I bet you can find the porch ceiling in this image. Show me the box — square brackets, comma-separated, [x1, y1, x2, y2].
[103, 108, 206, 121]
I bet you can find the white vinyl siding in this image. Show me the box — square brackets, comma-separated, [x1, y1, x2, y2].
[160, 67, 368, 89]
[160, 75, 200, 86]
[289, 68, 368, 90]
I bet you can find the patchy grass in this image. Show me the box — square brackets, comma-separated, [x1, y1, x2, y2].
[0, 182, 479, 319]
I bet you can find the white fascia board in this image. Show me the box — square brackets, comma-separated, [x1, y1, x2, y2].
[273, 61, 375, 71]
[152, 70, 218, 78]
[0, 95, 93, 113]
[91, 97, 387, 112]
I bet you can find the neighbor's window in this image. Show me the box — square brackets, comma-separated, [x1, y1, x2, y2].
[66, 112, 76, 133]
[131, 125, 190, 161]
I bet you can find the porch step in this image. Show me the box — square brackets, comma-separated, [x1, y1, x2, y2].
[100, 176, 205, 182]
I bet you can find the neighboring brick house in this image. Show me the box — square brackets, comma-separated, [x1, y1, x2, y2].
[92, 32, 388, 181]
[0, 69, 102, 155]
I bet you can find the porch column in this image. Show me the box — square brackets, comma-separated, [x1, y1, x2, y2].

* TASK ITEM
Reproduce the entire listing above exactly, leaving nothing out.

* EXERCISE SOLUTION
I bet you can find the porch ceiling in this image. Show me the box — square brackets, comma-separated, [x1, y1, x2, y2].
[103, 108, 206, 121]
I bet you can find the white vinyl siding in this image. Show me the box — square brackets, comma-separated, [x1, y1, x2, y2].
[160, 67, 368, 89]
[160, 75, 200, 86]
[289, 68, 368, 90]
I bet you can find the patchy grass in this image. Show me the box — square brackets, comma-separated, [x1, y1, x2, y2].
[0, 182, 479, 319]
I bet you can find the white fascia board in this image. Show me the box — square brackets, comma-separated, [x1, y1, x2, y2].
[273, 61, 375, 71]
[152, 70, 218, 78]
[0, 95, 93, 113]
[91, 97, 387, 112]
I bet you can find the neighbor's window in this image. Show me the box — square brackets, comma-separated, [x1, y1, x2, y2].
[66, 112, 76, 133]
[131, 125, 190, 161]
I bet you can find the porch step in this image. Show me the box — square brackets, comma-separated, [x1, y1, x2, y2].
[100, 176, 205, 182]
I bet you can find the neighboring brick house in this image. Show me the box — square brackets, comma-separated, [x1, y1, x2, y2].
[92, 32, 388, 181]
[0, 69, 102, 155]
I bet you can find the porch column in this image. Show me the box — square brackets, comma-separated, [x1, y1, x2, y2].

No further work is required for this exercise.